→ **Problem to solve**:
Every entry must be echoed exactly.

··· Source material ···

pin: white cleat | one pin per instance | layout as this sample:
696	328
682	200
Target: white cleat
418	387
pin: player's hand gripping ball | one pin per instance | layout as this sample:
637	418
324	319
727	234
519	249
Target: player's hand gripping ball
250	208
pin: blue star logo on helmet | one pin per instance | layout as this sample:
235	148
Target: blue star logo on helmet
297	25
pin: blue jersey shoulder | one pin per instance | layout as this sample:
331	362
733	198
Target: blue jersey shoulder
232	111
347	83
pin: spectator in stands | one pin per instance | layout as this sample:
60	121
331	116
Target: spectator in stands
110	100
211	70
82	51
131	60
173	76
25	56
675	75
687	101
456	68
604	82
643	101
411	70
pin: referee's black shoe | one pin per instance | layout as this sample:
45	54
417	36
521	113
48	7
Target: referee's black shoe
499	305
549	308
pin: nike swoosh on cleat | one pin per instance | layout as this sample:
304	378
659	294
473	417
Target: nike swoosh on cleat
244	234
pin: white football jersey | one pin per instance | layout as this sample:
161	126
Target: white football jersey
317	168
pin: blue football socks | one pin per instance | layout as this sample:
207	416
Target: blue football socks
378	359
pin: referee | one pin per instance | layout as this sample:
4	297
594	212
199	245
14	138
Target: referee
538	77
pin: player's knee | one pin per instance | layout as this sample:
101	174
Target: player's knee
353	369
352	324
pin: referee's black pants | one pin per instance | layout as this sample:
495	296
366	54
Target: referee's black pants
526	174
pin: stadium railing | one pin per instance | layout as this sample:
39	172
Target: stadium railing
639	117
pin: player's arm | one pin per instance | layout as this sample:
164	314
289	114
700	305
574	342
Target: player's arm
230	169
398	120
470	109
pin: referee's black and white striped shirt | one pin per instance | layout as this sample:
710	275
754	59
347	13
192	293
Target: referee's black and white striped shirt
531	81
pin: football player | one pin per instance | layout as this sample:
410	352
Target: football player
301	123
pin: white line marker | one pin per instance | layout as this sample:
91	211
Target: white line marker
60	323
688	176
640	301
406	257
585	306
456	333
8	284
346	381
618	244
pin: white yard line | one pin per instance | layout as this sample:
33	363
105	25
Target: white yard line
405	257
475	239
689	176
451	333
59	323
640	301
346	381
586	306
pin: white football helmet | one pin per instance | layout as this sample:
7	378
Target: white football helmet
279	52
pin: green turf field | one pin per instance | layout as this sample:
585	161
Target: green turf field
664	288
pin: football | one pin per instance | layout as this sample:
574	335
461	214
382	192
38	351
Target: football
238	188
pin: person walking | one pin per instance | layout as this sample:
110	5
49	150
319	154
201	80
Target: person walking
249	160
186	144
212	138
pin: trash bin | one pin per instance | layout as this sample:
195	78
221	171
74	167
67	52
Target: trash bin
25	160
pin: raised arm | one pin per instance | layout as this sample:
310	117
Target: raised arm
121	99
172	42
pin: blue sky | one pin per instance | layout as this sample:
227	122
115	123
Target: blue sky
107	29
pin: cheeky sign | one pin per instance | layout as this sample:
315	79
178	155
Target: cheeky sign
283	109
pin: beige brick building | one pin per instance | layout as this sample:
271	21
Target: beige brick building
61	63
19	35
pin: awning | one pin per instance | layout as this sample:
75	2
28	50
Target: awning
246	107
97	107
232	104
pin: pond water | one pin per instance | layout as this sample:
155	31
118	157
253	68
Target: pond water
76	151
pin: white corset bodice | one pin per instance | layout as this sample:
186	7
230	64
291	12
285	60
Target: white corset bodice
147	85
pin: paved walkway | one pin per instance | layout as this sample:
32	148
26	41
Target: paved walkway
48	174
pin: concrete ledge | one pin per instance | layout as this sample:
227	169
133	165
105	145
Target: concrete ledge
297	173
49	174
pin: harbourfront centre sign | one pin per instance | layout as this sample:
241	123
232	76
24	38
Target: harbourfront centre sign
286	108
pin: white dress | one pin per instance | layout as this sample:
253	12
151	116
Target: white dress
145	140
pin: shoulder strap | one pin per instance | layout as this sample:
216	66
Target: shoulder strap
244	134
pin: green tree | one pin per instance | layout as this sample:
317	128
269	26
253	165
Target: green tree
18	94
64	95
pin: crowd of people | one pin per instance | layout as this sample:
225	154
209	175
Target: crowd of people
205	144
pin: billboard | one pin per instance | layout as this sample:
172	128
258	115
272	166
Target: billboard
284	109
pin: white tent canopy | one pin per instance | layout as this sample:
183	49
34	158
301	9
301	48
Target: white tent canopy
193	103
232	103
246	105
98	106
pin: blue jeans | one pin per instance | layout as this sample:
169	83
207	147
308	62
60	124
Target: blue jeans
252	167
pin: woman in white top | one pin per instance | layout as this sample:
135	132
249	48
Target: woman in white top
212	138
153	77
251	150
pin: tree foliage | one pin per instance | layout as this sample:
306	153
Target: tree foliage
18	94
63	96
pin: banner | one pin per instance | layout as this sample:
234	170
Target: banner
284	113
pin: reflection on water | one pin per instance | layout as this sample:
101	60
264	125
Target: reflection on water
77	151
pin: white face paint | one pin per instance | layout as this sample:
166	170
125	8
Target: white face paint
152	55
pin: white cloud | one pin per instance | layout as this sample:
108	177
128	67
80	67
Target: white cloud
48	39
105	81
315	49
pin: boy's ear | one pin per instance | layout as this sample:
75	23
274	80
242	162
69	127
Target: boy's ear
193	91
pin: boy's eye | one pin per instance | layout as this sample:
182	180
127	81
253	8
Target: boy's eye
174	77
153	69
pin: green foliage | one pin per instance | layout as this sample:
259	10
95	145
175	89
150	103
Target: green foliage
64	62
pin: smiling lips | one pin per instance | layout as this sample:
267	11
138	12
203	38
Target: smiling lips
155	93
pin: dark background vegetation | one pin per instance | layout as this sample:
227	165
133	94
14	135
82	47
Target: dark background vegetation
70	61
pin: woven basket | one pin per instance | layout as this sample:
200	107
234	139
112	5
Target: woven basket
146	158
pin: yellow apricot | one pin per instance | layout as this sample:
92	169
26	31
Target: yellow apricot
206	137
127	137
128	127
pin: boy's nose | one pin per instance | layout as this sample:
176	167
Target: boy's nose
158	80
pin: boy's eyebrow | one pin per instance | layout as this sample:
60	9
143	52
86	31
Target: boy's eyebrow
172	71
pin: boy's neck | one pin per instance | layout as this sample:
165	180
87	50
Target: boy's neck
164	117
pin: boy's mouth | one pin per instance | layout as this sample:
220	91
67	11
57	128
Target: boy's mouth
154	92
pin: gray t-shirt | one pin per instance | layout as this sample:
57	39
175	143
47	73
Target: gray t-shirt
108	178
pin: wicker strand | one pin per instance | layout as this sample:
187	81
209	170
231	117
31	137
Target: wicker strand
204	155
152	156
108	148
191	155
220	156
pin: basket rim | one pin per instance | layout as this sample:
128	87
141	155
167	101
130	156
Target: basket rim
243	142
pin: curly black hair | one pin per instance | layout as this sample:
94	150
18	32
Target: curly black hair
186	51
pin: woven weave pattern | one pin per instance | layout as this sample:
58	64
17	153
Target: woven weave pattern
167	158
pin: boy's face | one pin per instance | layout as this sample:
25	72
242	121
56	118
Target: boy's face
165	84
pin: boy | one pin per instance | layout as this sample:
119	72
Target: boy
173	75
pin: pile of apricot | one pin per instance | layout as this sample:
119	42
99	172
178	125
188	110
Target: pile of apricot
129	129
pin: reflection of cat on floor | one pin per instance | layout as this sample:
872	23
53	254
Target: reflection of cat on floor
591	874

···

→ **Output of the exercise**:
pin: white cleat | one pin per instance | layout as this sample:
696	328
682	200
Target: white cleat
418	387
pin: player's hand gripping ball | one pin per instance | layout as this sample:
637	418
324	319
727	234
519	249
Target: player's hand gripping ball
250	208
pin: blue star logo on helmet | one pin per instance | layout as this sample:
235	148
Target: blue star logo on helmet
297	25
pin: blue jersey shoulder | one pin per instance | layout as this sample:
331	362
733	198
Target: blue jersey shoulder
232	111
347	83
pin: spectator in stands | one pin per instance | layout as this sample:
60	121
331	116
Target: spectator in stands
110	100
211	70
82	51
131	60
173	76
25	56
675	75
687	101
456	68
604	82
643	101
411	70
pin: referee's black shoe | one pin per instance | layout as this sample:
45	54
417	36
521	113
48	7
Target: referee's black shoe
499	305
549	308
pin: nike swoosh on cleat | one pin per instance | layout as this sample:
304	378
659	294
473	417
Target: nike swoosh on cleat
244	234
pin: white football jersey | one pin per instance | layout as this sample:
161	126
Target: white football jersey
317	168
pin: blue football socks | one pin per instance | layout as this sample:
207	416
Target: blue football socks
378	359
pin: referee | one pin per instance | layout as this sample:
4	297
594	212
199	245
14	138
Target: referee
538	77
pin: player's knee | one pin per instance | layout as this sample:
101	174
Target: player's knee
353	369
352	324
pin: referee's black pants | one pin per instance | layout as this sample:
495	296
366	54
Target: referee's black pants
526	174
pin: stadium railing | one pin per instance | layout as this sample:
39	172
Target: stadium railing
639	117
pin: player's arm | one pin per instance | layout as this sample:
164	314
289	114
700	305
574	342
Target: player's arm
230	169
398	120
470	109
pin: referee's black and white striped shirt | one pin per instance | layout as this sample:
710	275
754	59
347	13
192	293
Target: referee's black and white striped shirt
531	81
pin: football player | one pin per instance | layout as this sample:
410	352
Target: football player
301	123
pin: white line marker | one pin per instance | layout as this sample:
91	211
Target: white line marker
60	323
688	176
640	301
406	257
585	306
456	333
8	284
346	381
618	244
pin: white yard line | one pin per instance | layout as this sample:
33	363
105	25
Target: white yard line
405	257
475	239
689	176
451	333
59	323
640	301
346	381
586	306
pin: white football helmet | one pin per instance | layout as this sample:
7	378
Target: white football helmet
279	52
pin: green turf field | one pin per instance | layout as this sample:
585	161
Target: green turf field
664	288
pin: football | one pin per instance | layout as this sample:
574	335
461	214
382	192
38	351
Target: football
238	188
pin: person walking | one pin per instance | layout as this sample:
110	5
49	150
319	154
201	80
Target: person walking
249	160
186	144
212	138
pin: trash bin | one pin per instance | layout as this sample:
195	78
221	171
74	167
67	52
Target: trash bin
25	160
pin: raised arm | one pin per instance | layout as this sample:
310	117
Target: raised arm
121	99
172	42
pin: blue sky | one pin per instance | layout as this sample:
227	122
115	123
Target: blue sky
107	29
pin: cheeky sign | one pin per instance | layout as this sample:
315	79
178	155
Target: cheeky sign
283	109
pin: beige brick building | one pin per instance | layout as this sample:
271	21
Target: beige brick building
61	63
19	35
pin: awning | one pin per instance | layout as this sample:
75	2
28	50
Target: awning
246	107
97	107
232	104
pin: pond water | one pin per instance | layout as this sample:
155	31
118	157
253	68
Target: pond water
76	151
pin: white corset bodice | one pin per instance | layout as this sample:
186	7
230	64
291	12
285	60
Target: white corset bodice
147	85
pin: paved walkway | one pin per instance | layout as this sample:
32	148
26	41
Target: paved walkway
48	174
pin: concrete ledge | one pin per instance | layout as this sample:
227	169
133	165
105	145
Target: concrete ledge
297	173
49	174
pin: harbourfront centre sign | one pin per instance | layout as this sample:
241	123
232	76
24	38
Target: harbourfront centre sign
286	108
pin: white dress | one pin per instance | layout as this sample:
253	12
151	116
Target: white dress
145	140
pin: shoulder strap | one pin per instance | layout as this sample:
216	66
Target: shoulder strap
244	134
pin: green tree | one pin per instance | layout as this sample:
317	128
269	26
253	165
Target: green tree
18	94
64	95
pin: crowd of people | one pin per instance | layout as this sample:
225	154
209	175
Target: crowd of people
205	144
pin: billboard | one pin per instance | layout as this sample:
172	128
258	115
272	166
Target: billboard
284	109
pin: white tent canopy | one pin per instance | layout as this sample:
183	49
34	158
301	9
301	48
Target: white tent canopy
193	103
232	103
246	105
98	106
pin: blue jeans | one pin per instance | layout as this sample:
169	83
207	147
308	62
60	124
Target: blue jeans
252	167
pin: woman in white top | one pin per instance | layout as this sample:
135	132
249	48
Target: woman in white top
212	138
153	77
251	150
pin: tree foliage | one pin per instance | layout as this sample:
306	153
Target: tree foliage
18	94
63	96
pin: banner | one pin per instance | layout as this sample:
234	170
Target: banner
284	113
pin: reflection on water | one pin per instance | layout as this sample:
101	60
264	125
Target: reflection on water
77	151
pin: white face paint | one pin per instance | layout as this sample:
166	170
125	8
Target: white face paint
152	55
pin: white cloud | one pin per instance | layout as this sample:
108	177
128	67
80	67
Target: white cloud
48	39
105	81
315	49
pin: boy's ear | one pin per instance | layout as this sample:
75	23
274	80
242	162
69	127
Target: boy's ear
193	91
pin: boy's eye | one pin per instance | layout as this sample:
182	180
127	81
253	8
Target: boy's eye
174	77
153	69
pin: green foliage | one pin per instance | layout as this sample:
259	10
95	145
175	89
150	103
Target: green foliage
64	62
pin: smiling lips | one pin per instance | layout as this sample:
267	11
138	12
203	38
Target: smiling lips
155	93
pin: dark background vegetation | one pin per instance | layout as this sample:
227	165
133	94
14	135
82	47
Target: dark background vegetation
70	61
pin: woven basket | one pin per instance | layout as this sample:
200	107
234	139
112	5
Target: woven basket
146	158
pin: yellow apricot | one pin per instance | layout as this sample:
92	169
26	31
Target: yellow apricot
206	137
127	137
128	127
pin: boy's nose | one pin per instance | layout as this sample:
176	167
Target: boy's nose
158	80
pin: boy's eyebrow | one pin per instance | layout as this sample:
60	9
143	52
86	31
Target: boy's eyebrow
172	71
pin: boy's neck | one pin per instance | layout as this sample:
165	180
87	50
Target: boy's neck
164	117
pin: boy's mouth | one pin per instance | layout as this sample:
220	91
67	11
57	128
Target: boy's mouth
154	92
pin: gray t-shirt | one pin per instance | layout as this sample:
57	39
175	143
47	73
Target: gray t-shirt
108	178
pin: wicker strand | one pin per instance | layout as this sample:
187	81
209	170
231	117
31	137
Target: wicker strand
204	155
152	156
108	148
191	155
220	156
pin: basket rim | one pin per instance | layout as this sample:
128	87
141	155
167	101
130	156
Target: basket rim
243	142
pin: curly black hair | one pin per instance | layout as this sample:
94	150
18	32
Target: curly black hair
186	51
pin: woven weave pattern | one pin per instance | layout as this sample:
58	64
17	153
Target: woven weave pattern
167	158
pin: boy's face | one pin per instance | layout as this sample:
25	72
242	121
56	118
Target: boy's face
165	84
pin: boy | one pin per instance | layout as this sample:
119	72
Target: boy
173	75
pin: pile of apricot | one pin per instance | layout as this sample:
119	42
99	172
178	125
188	110
Target: pile of apricot
129	129
pin: reflection of cat on floor | one pin per instance | layout as this sample:
872	23
53	254
Target: reflection of cat on floor
591	874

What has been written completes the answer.